DOCUMENT EXCERPT: Begin

Almost 90 per cent of eligible Samoans have been vaccinated against measles, with a two-day curfew lifted following an outbreak that has recently killed 65 people.
There were, however, 103 new cases of measles reported since Friday, Samoa's Health Ministry said in a statement.
The virus has infected almost 4,500 people in the South Pacific nation of just 200,000 since late October. Of those who died, 57 were children aged under four.
The mandatory immunisation campaign aims to vaccinate 90 per cent of the population, tripling Samoa's coverage. The government said a rate of 89 per cent had been achieved as of Friday.
Measles cases are rising worldwide, even in wealthy nations like Germany and the United States, as parents shun immunisation for philosophical or religious reasons, or misguided fears vaccines can cause autism.
Samoa and the United Nations appealed on Friday to the international community for about $US10.7 million ($A15.7 million) to battle and recover from the crisis.

DOCUMENT EXCERPT: End
DATA EXTRACT: Begin

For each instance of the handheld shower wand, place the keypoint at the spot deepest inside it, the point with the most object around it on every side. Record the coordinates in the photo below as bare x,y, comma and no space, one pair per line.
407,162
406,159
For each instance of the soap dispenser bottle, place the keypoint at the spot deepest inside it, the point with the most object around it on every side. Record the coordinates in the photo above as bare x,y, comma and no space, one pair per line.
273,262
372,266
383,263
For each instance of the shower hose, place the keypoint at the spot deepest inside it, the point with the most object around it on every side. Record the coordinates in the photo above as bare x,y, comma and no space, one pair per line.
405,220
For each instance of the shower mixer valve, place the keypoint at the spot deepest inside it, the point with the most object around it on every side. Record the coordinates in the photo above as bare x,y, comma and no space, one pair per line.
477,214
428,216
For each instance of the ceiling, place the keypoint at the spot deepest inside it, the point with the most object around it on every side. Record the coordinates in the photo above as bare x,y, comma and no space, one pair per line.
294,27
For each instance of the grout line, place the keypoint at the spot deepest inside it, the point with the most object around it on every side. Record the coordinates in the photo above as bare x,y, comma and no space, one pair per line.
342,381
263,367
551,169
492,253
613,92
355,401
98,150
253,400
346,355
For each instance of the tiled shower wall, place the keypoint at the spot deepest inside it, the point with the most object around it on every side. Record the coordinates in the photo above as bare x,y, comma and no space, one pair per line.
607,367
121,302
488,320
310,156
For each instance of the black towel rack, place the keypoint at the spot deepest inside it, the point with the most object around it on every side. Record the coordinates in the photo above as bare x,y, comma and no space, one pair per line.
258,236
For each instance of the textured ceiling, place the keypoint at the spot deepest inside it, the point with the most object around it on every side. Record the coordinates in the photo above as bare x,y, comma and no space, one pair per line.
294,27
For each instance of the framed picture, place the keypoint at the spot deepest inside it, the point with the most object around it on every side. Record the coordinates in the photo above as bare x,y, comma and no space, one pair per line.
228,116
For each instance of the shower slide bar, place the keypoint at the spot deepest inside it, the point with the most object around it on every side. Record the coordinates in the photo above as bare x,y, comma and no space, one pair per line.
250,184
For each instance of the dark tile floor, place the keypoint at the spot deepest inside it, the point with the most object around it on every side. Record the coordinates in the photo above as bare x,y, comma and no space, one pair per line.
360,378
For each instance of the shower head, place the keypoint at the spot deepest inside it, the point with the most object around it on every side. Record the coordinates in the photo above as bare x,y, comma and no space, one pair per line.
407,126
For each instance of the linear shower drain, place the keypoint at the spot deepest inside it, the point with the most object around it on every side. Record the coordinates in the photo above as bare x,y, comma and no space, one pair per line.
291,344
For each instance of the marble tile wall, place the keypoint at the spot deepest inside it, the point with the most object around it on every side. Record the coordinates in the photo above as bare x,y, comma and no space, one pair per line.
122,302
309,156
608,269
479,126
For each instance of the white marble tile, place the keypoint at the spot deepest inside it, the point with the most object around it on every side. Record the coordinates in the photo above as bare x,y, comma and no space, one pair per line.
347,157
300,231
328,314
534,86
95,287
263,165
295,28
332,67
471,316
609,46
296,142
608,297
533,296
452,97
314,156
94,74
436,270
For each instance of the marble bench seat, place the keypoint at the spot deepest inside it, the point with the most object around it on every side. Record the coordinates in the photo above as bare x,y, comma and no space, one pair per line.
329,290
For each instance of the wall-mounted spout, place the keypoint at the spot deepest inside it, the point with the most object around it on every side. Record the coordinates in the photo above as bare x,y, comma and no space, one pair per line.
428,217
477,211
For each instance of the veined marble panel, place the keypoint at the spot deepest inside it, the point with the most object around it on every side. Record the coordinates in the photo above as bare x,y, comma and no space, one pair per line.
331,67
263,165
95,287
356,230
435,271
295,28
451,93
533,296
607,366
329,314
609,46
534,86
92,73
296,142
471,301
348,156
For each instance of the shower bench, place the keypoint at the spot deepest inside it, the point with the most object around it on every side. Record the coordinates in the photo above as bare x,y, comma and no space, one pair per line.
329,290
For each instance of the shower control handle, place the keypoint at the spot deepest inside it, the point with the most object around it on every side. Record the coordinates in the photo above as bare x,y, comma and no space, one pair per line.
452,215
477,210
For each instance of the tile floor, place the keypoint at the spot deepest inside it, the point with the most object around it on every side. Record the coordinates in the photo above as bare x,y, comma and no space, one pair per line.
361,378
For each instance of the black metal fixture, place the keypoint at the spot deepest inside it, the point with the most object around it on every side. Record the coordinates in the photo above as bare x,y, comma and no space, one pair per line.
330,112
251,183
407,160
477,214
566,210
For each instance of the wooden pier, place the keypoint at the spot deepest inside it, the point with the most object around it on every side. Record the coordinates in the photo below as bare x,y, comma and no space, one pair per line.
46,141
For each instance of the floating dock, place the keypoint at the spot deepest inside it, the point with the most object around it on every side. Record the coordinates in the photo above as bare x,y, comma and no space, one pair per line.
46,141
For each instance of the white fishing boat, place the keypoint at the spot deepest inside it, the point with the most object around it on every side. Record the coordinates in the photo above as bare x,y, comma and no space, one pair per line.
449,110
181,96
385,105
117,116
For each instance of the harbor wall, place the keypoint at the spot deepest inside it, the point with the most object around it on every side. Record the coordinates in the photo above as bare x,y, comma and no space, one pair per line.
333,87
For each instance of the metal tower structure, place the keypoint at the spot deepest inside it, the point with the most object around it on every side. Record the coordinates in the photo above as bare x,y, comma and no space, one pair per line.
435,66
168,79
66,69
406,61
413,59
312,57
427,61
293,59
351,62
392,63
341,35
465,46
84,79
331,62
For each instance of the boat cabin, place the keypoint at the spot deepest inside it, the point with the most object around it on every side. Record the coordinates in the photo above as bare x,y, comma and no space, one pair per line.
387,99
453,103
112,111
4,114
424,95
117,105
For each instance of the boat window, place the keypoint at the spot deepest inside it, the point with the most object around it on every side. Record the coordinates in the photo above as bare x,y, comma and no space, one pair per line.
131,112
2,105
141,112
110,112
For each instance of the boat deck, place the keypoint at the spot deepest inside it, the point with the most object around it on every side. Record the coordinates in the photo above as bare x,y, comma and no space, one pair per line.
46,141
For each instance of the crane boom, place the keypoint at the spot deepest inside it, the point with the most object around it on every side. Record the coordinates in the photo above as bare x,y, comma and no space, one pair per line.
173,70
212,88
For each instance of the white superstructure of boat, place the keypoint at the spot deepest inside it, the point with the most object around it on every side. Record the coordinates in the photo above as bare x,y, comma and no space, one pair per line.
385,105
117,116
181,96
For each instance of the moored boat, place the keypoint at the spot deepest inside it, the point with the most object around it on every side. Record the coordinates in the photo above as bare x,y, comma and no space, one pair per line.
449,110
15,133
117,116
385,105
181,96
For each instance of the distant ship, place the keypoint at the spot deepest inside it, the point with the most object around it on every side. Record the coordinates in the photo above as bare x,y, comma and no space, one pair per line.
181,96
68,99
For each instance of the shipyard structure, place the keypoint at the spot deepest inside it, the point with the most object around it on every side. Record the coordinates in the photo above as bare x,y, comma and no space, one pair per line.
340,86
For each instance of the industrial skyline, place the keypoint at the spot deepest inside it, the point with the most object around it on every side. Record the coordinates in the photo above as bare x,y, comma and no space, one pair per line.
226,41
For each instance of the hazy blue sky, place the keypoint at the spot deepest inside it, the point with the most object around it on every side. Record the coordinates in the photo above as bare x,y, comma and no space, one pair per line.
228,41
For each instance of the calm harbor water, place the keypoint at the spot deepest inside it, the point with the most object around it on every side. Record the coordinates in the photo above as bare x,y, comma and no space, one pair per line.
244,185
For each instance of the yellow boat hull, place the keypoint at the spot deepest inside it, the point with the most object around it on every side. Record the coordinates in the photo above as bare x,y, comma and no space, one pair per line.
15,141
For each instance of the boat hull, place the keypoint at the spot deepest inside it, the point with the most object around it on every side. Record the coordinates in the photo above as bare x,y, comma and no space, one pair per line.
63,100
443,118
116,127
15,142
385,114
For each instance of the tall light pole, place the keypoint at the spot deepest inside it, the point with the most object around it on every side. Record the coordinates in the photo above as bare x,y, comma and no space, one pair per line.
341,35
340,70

DATA EXTRACT: End

• **REQUIRED TASKS**
1. According to the Samoa measles article, how many of those who died were children under four?
2. Extend the Samoa measles article with a few more sentences that pick up after its final one.
The records come from a separate source unrelated to the Samoa measles article.

• **EXERCISE ANSWERS**
1. 57

2.
"The impacts of this emergency will be far reaching on Samoa and our people, particularly our young generations," Prime Minister Tuilaepa Sailele Malielegaoi said.
"It is imperative therefore to strengthen the culture of acceptance of vaccination in order to create 'herd immunity'. This is a painful lesson we have learnt from the current crisis."
New Zealand and other countries and organisations including UNICEF have delivered thousands of vaccines and medical supplies and sent medical personnel to help.
The World Health Organisation said this week measles infected nearly 10 million people in 2018 and killed 140,000, mostly children.
The picture for 2019 is worse, with provisional data up to November showing a three-fold increase in cases compared with the same period in 2018.